Express the lines from the start of the rows through the line containing "pixel 302 133" as a JSON list of strings, with one string per line. Omit blank lines and the pictures.

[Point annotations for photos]
......
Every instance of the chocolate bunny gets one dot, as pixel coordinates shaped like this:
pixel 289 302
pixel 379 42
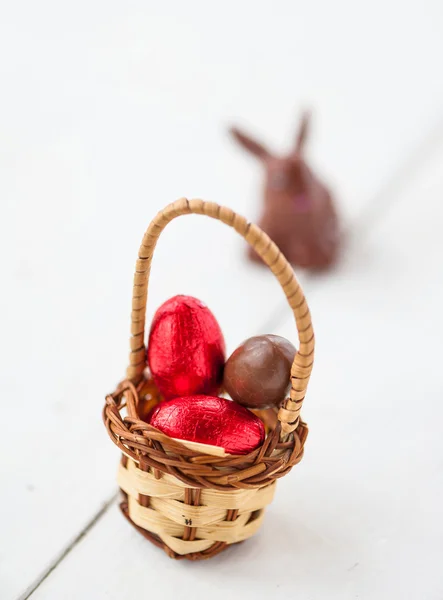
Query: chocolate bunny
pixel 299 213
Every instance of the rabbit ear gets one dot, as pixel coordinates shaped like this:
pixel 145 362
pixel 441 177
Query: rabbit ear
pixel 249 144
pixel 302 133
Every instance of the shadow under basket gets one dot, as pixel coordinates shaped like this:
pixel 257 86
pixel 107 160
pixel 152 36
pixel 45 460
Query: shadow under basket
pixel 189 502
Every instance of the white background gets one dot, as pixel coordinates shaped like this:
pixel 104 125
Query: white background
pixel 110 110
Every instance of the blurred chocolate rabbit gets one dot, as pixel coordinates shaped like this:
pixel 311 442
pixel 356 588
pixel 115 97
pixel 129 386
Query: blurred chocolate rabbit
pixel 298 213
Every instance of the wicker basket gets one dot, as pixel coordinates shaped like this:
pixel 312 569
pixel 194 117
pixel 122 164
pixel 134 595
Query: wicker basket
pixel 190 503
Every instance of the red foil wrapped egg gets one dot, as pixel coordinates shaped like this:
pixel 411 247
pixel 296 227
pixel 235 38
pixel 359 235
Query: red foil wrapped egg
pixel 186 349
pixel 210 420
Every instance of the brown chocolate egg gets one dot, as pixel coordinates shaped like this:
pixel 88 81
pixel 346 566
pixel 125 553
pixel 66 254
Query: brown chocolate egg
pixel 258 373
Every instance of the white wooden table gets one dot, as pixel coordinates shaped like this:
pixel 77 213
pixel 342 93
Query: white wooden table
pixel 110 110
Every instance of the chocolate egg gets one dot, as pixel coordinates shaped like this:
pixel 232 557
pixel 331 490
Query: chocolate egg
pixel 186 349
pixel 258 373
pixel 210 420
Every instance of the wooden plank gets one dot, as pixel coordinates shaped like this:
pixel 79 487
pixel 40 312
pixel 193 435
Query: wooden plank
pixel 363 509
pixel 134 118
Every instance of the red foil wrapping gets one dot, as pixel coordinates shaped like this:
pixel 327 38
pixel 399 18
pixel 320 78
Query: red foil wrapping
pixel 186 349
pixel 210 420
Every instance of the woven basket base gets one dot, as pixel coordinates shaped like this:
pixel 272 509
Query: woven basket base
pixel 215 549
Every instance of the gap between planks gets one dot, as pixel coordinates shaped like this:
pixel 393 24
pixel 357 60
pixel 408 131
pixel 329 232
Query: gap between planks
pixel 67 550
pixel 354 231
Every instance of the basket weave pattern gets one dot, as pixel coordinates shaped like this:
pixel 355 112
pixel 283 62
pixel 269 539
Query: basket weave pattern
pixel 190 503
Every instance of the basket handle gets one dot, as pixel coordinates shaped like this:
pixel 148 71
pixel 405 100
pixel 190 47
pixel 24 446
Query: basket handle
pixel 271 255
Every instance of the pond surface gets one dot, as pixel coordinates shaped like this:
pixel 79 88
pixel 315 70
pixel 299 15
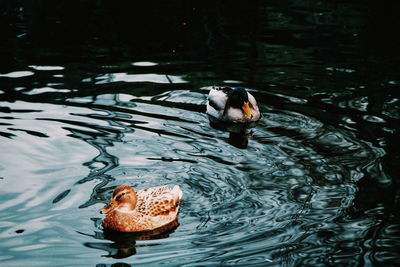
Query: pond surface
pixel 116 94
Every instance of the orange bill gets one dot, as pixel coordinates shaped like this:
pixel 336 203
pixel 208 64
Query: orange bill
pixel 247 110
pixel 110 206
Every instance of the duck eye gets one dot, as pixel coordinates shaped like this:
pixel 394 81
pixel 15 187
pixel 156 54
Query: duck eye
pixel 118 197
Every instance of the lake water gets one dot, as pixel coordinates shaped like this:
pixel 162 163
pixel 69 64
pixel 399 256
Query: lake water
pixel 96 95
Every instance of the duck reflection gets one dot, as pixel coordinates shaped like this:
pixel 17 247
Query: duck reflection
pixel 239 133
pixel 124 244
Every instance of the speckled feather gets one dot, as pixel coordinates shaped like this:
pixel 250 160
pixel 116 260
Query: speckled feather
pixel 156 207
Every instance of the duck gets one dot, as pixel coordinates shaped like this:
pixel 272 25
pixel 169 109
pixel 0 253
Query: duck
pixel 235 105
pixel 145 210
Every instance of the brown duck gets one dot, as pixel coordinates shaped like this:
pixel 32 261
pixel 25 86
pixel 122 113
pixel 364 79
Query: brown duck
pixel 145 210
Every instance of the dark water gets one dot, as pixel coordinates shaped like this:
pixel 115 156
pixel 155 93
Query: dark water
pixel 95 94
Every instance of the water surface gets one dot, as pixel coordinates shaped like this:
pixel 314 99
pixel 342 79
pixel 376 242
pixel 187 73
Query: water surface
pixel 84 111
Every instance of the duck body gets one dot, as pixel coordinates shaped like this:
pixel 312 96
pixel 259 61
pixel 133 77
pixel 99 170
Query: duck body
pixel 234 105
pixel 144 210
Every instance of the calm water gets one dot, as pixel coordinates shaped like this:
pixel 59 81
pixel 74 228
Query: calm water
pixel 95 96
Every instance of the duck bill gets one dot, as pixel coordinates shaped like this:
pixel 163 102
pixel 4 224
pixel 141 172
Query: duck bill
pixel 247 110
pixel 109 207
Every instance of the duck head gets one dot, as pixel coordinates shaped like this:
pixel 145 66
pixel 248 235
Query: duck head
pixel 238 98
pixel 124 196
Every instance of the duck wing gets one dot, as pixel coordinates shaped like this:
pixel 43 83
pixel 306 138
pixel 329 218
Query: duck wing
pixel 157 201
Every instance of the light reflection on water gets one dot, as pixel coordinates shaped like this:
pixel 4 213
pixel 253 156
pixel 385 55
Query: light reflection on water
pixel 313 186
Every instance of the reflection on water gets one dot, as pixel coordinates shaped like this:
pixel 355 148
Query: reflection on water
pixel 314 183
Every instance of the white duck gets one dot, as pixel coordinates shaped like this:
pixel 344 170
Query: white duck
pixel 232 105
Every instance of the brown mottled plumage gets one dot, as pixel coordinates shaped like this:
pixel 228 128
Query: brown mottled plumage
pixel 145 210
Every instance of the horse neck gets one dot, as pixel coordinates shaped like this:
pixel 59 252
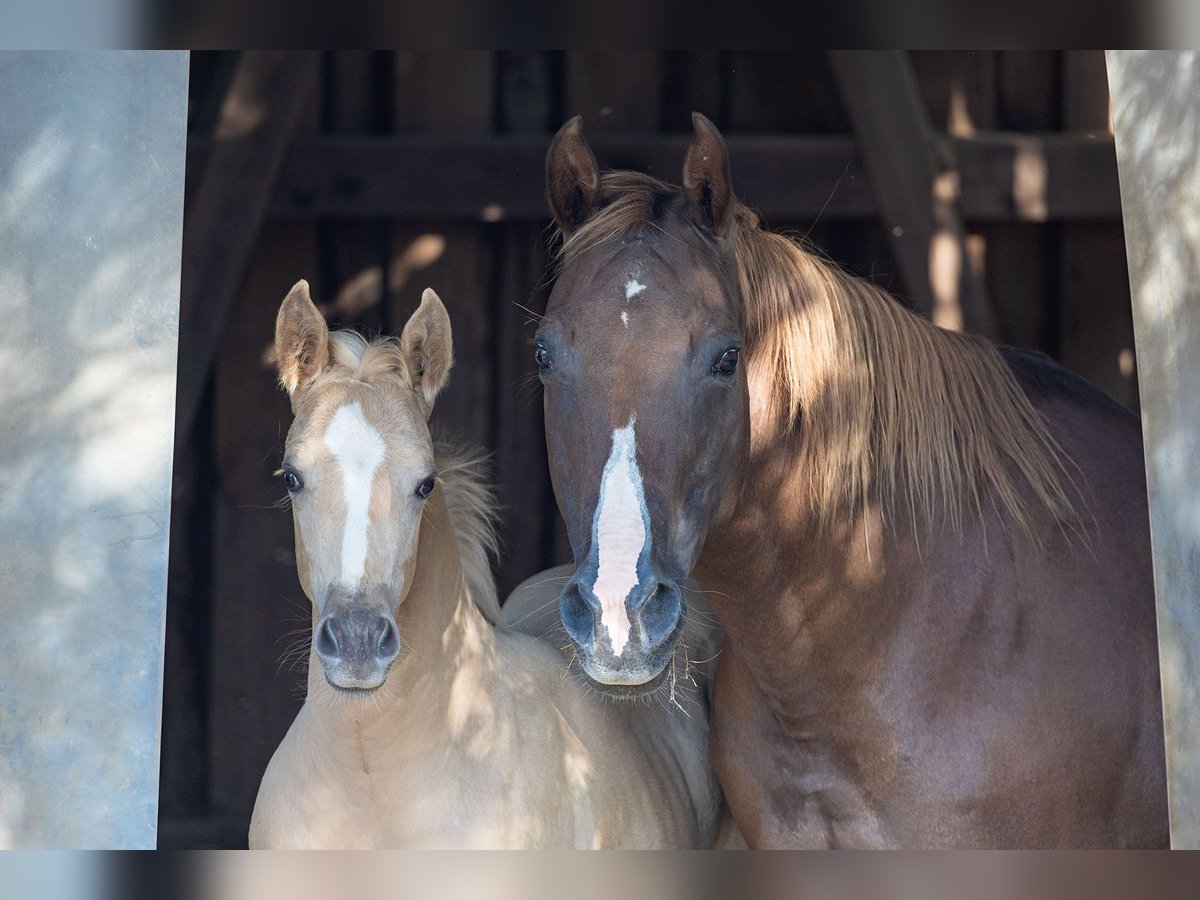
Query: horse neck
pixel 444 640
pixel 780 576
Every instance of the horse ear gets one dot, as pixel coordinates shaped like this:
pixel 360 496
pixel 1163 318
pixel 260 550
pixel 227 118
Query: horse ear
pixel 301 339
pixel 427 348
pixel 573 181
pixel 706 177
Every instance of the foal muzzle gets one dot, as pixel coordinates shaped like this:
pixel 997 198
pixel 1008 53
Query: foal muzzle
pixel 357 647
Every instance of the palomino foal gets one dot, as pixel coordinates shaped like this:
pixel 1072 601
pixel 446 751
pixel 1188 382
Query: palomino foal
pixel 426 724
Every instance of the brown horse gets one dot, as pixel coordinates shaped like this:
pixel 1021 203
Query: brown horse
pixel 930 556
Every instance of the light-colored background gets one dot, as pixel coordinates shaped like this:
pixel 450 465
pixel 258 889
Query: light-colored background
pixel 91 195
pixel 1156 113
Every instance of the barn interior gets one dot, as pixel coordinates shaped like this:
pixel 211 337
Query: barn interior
......
TASK ANSWER →
[
  "Every instance of the chocolate bunny gets one dot, as pixel coordinates shaped like this:",
  "pixel 289 302",
  "pixel 379 42",
  "Query: chocolate bunny",
  "pixel 299 213",
  "Every instance of the rabbit ear gets one dot, as pixel coordinates shaped like this:",
  "pixel 145 362",
  "pixel 441 177",
  "Query: rabbit ear",
  "pixel 249 144",
  "pixel 302 133"
]